> _EXERCÍCIOS_
1) Segundo o texto sobre as emendas parlamentares, até que limite a Emenda Constitucional 86 tornou obrigatória a execução das emendas individuais dos parlamentares?
2) Extraia do texto sobre as emendas parlamentares o trecho que começa em "Se bem feita, a" e vai até "receita corrente líquida.", incluindo essas palavras.

Se bem feita, a investigação da PF sobre a burla de
decisões do STF pela cúpula do Congresso para dispor de emendas sem
transparência pode livrar País de degeneração institucional
Há cerca de dez anos, aproveitando-se da fraqueza política
da então presidente Dilma Rousseff, o Congresso começou a tomar para si, de
forma desproporcional e opaca, a execução de uma parcela cada vez maior do
Orçamento da União. Tudo começou com a promulgação da Emenda Constitucional 86,
que, em 17 de março de 2015, tornou obrigatória a execução das emendas
individuais dos parlamentares até o limite de 1,2% da receita corrente líquida.
De lá para cá, o que se viu é história – e uma história bem feia de vilipêndio
da Constituição e do próprio ideal republicano que culminaria no “orçamento
secreto”, revelado por este jornal, e suas múltiplas variações.

> _DADOS FORNECIDOS_
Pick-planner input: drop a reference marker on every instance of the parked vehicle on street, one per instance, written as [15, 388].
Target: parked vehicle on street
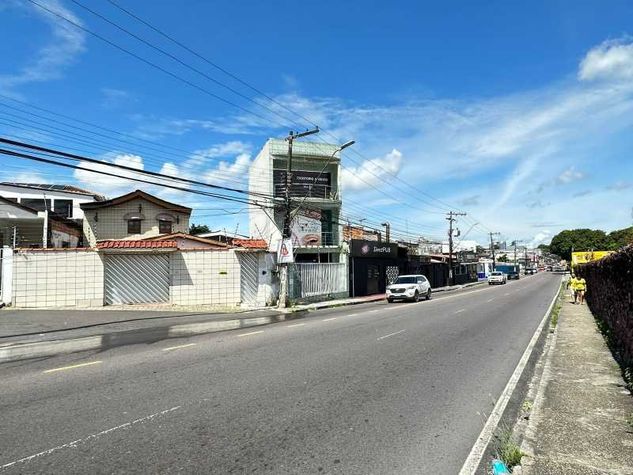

> _RESPOSTAS_
1) Até o limite de 1,2% da receita corrente líquida.

2)
Se bem feita, a investigação da PF sobre a burla de
decisões do STF pela cúpula do Congresso para dispor de emendas sem
transparência pode livrar País de degeneração institucional
Há cerca de dez anos, aproveitando-se da fraqueza política
da então presidente Dilma Rousseff, o Congresso começou a tomar para si, de
forma desproporcional e opaca, a execução de uma parcela cada vez maior do
Orçamento da União. Tudo começou com a promulgação da Emenda Constitucional 86,
que, em 17 de março de 2015, tornou obrigatória a execução das emendas
individuais dos parlamentares até o limite de 1,2% da receita corrente líquida.